WHAT THIS TASK INVOLVES: What follows is a listing. Return every line of it exactly.

RECORDS PROVIDED:

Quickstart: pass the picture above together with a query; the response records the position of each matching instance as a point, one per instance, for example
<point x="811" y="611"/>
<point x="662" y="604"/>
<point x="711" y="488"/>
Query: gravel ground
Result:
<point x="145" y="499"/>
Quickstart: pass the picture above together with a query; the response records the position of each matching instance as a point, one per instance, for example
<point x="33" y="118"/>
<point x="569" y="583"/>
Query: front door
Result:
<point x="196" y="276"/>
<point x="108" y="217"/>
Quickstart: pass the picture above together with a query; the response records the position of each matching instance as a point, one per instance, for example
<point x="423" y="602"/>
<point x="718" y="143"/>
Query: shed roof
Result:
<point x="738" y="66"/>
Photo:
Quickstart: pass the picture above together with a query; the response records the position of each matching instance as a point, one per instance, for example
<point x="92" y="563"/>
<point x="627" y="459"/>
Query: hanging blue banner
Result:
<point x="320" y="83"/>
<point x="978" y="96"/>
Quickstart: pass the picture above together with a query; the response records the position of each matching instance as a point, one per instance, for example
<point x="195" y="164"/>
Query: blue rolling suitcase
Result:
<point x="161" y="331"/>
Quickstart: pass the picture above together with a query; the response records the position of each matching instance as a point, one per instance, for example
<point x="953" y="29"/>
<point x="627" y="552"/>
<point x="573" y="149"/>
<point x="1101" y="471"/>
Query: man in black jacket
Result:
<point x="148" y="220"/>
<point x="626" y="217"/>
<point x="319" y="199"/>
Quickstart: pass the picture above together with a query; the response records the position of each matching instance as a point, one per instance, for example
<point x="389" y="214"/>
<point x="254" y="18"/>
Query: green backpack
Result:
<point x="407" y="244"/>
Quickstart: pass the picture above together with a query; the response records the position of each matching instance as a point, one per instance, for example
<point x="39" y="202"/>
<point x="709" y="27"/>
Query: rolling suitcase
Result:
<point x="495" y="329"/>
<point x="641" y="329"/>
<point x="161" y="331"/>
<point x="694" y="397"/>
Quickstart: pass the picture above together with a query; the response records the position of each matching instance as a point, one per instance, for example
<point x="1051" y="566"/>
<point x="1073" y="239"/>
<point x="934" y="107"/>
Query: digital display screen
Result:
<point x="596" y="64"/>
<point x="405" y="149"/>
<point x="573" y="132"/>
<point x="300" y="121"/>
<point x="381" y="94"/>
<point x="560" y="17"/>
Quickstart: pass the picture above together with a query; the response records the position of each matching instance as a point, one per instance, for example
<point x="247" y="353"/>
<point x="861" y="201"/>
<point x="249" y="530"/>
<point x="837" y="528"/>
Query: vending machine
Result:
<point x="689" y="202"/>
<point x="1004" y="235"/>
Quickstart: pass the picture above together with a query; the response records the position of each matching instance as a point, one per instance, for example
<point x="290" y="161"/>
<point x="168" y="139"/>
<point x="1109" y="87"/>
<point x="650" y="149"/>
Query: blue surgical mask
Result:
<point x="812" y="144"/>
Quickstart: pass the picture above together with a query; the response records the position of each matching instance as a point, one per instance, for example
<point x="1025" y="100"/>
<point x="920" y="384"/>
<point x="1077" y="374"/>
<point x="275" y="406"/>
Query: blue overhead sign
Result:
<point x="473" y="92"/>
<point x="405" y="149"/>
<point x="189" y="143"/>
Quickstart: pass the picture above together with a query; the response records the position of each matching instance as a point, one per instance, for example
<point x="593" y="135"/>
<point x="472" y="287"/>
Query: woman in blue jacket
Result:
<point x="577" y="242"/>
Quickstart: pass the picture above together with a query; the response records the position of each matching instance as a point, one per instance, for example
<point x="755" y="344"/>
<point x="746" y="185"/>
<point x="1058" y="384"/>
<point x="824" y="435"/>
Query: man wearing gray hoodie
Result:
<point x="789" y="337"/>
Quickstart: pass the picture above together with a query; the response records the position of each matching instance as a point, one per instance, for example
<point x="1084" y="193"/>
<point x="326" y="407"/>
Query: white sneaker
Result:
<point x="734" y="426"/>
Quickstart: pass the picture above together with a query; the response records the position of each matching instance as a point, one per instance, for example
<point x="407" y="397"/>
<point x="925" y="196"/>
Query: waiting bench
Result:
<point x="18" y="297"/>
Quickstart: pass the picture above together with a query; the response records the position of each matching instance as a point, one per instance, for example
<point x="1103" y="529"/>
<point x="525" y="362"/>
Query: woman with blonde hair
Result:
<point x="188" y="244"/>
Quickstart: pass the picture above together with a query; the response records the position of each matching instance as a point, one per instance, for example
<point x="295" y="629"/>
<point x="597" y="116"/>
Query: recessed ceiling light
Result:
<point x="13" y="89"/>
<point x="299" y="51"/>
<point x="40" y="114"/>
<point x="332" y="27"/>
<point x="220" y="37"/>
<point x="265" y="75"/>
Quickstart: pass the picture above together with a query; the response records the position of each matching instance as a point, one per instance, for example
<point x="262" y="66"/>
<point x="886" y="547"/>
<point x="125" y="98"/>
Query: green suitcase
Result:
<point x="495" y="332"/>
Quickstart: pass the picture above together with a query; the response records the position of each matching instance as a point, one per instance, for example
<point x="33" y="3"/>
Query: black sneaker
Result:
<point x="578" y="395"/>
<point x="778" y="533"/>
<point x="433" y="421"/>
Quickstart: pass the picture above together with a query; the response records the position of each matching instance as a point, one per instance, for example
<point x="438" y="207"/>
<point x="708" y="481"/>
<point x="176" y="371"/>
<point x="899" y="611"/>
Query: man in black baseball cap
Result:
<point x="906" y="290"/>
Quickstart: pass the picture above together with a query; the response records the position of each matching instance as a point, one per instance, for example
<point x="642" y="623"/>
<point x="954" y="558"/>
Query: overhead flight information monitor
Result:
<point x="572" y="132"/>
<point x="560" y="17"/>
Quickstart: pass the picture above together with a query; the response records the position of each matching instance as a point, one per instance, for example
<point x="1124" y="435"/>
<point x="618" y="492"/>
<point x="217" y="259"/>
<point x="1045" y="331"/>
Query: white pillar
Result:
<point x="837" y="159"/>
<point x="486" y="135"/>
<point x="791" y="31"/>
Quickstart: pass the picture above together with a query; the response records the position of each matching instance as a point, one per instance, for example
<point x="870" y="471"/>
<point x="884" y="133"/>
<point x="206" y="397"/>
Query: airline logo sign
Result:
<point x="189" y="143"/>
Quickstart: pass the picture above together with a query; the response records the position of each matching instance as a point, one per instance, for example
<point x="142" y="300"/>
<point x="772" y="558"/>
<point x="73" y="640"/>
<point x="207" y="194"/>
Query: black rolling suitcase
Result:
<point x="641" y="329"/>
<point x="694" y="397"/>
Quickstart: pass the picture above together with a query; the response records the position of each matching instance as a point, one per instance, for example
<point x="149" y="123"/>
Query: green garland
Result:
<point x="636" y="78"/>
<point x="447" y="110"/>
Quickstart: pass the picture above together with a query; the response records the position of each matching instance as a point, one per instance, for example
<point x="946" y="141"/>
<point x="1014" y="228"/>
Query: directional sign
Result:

SOLUTION TO THE EXERCISE:
Quickstart: pass the picture above together with a query; the response records the position of each matching instance as a point, one per instance, for example
<point x="811" y="611"/>
<point x="662" y="604"/>
<point x="711" y="488"/>
Query: gravel ground
Result:
<point x="145" y="499"/>
Quickstart: pass the picture above together with a query; the response records the position of each matching instance as a point, one per instance, for example
<point x="33" y="118"/>
<point x="569" y="583"/>
Query: front door
Result:
<point x="196" y="276"/>
<point x="108" y="217"/>
Quickstart: pass the picture above together with a query; the response records the position of each matching instance as a point, one per instance, for example
<point x="423" y="602"/>
<point x="718" y="143"/>
Query: shed roof
Result:
<point x="738" y="66"/>
Photo:
Quickstart: pass the picture above together with a query; the response records the position of each matching instance as a point, one per instance, for example
<point x="92" y="563"/>
<point x="627" y="459"/>
Query: hanging blue banner
Result:
<point x="320" y="83"/>
<point x="978" y="96"/>
Quickstart: pass the picture above together with a query; the response records the position of each matching instance as a point, one per instance, for example
<point x="195" y="164"/>
Query: blue rolling suitcase
Result:
<point x="161" y="331"/>
Quickstart: pass the picture above together with a query; the response records the position of each matching instance as a point, one per instance, for example
<point x="953" y="29"/>
<point x="627" y="552"/>
<point x="573" y="149"/>
<point x="1101" y="471"/>
Query: man in black jacket
Result:
<point x="148" y="220"/>
<point x="626" y="217"/>
<point x="319" y="199"/>
Quickstart: pass the picture above together with a query; the response records the position of each matching instance as a point, one per instance, for example
<point x="389" y="214"/>
<point x="254" y="18"/>
Query: green backpack
Result:
<point x="407" y="244"/>
Quickstart: pass the picture above together with a query; the response records the position of each matching instance as a point, one per instance, for example
<point x="39" y="202"/>
<point x="709" y="27"/>
Query: rolling suitcase
Result:
<point x="495" y="329"/>
<point x="641" y="329"/>
<point x="161" y="331"/>
<point x="694" y="397"/>
Quickstart: pass the picture above together with a query; the response records the position of each matching instance as a point, one per instance, for example
<point x="1051" y="566"/>
<point x="1073" y="239"/>
<point x="934" y="107"/>
Query: digital display screen
Result:
<point x="596" y="64"/>
<point x="405" y="149"/>
<point x="573" y="132"/>
<point x="300" y="121"/>
<point x="381" y="94"/>
<point x="560" y="17"/>
Quickstart: pass the picture above together with a query; the response records the position of each matching instance as a point, one per instance, for example
<point x="247" y="353"/>
<point x="861" y="201"/>
<point x="249" y="530"/>
<point x="837" y="528"/>
Query: vending machine
Result:
<point x="689" y="202"/>
<point x="1004" y="235"/>
Quickstart: pass the picture above together with a query; the response records the position of each matching instance as a point, one per instance, for example
<point x="290" y="161"/>
<point x="168" y="139"/>
<point x="1109" y="87"/>
<point x="650" y="149"/>
Query: blue surgical mask
Result:
<point x="812" y="144"/>
Quickstart: pass the picture above together with a query; the response records the position of each matching instance as a point, one per instance, for example
<point x="1025" y="100"/>
<point x="920" y="384"/>
<point x="1077" y="374"/>
<point x="275" y="406"/>
Query: blue overhead sign
Result:
<point x="473" y="92"/>
<point x="405" y="149"/>
<point x="189" y="143"/>
Quickstart: pass the picture above together with a query; the response records the position of each matching instance as a point, one per instance, for example
<point x="593" y="135"/>
<point x="472" y="287"/>
Query: woman in blue jacket
Result:
<point x="577" y="242"/>
Quickstart: pass the picture above together with a query; the response records the position of each matching instance as a point, one per instance, for example
<point x="755" y="344"/>
<point x="746" y="185"/>
<point x="1058" y="384"/>
<point x="824" y="435"/>
Query: man wearing gray hoodie
Result:
<point x="789" y="337"/>
Quickstart: pass the picture above together with a query; the response records the position of each matching instance as a point, one per instance, for example
<point x="1084" y="193"/>
<point x="326" y="407"/>
Query: white sneaker
Result:
<point x="734" y="426"/>
Quickstart: pass the picture above together with a query; the response records the position of each matching instance as a point, one per instance, for example
<point x="407" y="397"/>
<point x="925" y="196"/>
Query: waiting bench
Result:
<point x="18" y="297"/>
Quickstart: pass the picture above together with a query; the response records the position of each matching instance as a point, one per instance, for example
<point x="1103" y="529"/>
<point x="525" y="362"/>
Query: woman with blonde hair
Result:
<point x="188" y="244"/>
Quickstart: pass the picture above together with a query; the response records the position of each matching instance as a point, one per instance, for example
<point x="295" y="629"/>
<point x="597" y="116"/>
Query: recessed ceiling light
Result:
<point x="13" y="89"/>
<point x="299" y="51"/>
<point x="40" y="114"/>
<point x="332" y="27"/>
<point x="220" y="37"/>
<point x="265" y="75"/>
Quickstart: pass the picture above together with a query; the response records the position of each matching instance as a point, one per instance, for example
<point x="262" y="66"/>
<point x="886" y="547"/>
<point x="125" y="98"/>
Query: green suitcase
Result:
<point x="495" y="332"/>
Quickstart: pass the picture above together with a query; the response records the position of each matching instance as a point, one per instance, for example
<point x="33" y="3"/>
Query: black sneaker
Result:
<point x="578" y="395"/>
<point x="778" y="533"/>
<point x="433" y="421"/>
Quickstart: pass the picture above together with a query; the response records the position of each matching instance as a point, one per instance, for example
<point x="438" y="207"/>
<point x="708" y="481"/>
<point x="176" y="371"/>
<point x="899" y="611"/>
Query: man in black baseball cap
Result:
<point x="906" y="290"/>
Quickstart: pass the picture above together with a query; the response records the position of each matching instance as a point, one per instance, for example
<point x="642" y="623"/>
<point x="954" y="558"/>
Query: overhead flight information monitor
Result:
<point x="572" y="132"/>
<point x="560" y="17"/>
Quickstart: pass the picture above together with a query; the response records the position of each matching instance as a point, one per instance, for example
<point x="1124" y="435"/>
<point x="618" y="492"/>
<point x="217" y="259"/>
<point x="1045" y="331"/>
Query: white pillar
Result:
<point x="837" y="159"/>
<point x="486" y="135"/>
<point x="791" y="31"/>
Quickstart: pass the picture above together with a query; the response records the position of each matching instance as a point, one per instance, for example
<point x="870" y="471"/>
<point x="884" y="133"/>
<point x="206" y="397"/>
Query: airline logo sign
Result:
<point x="189" y="143"/>
Quickstart: pass the picture above together with a query; the response records the position of each matching instance as a point, one per instance, for example
<point x="142" y="300"/>
<point x="772" y="558"/>
<point x="73" y="640"/>
<point x="207" y="194"/>
Query: black rolling suitcase
Result:
<point x="641" y="329"/>
<point x="694" y="397"/>
Quickstart: pass the picture above together with a query; the response records the position of each matching instance as a point, one per instance, for example
<point x="149" y="123"/>
Query: green garland
Result:
<point x="636" y="78"/>
<point x="447" y="110"/>
Quickstart: pass the picture above together with a query; the response records the position of each matching instance as a point, one per instance, for example
<point x="946" y="141"/>
<point x="1014" y="228"/>
Query: directional sign
Result:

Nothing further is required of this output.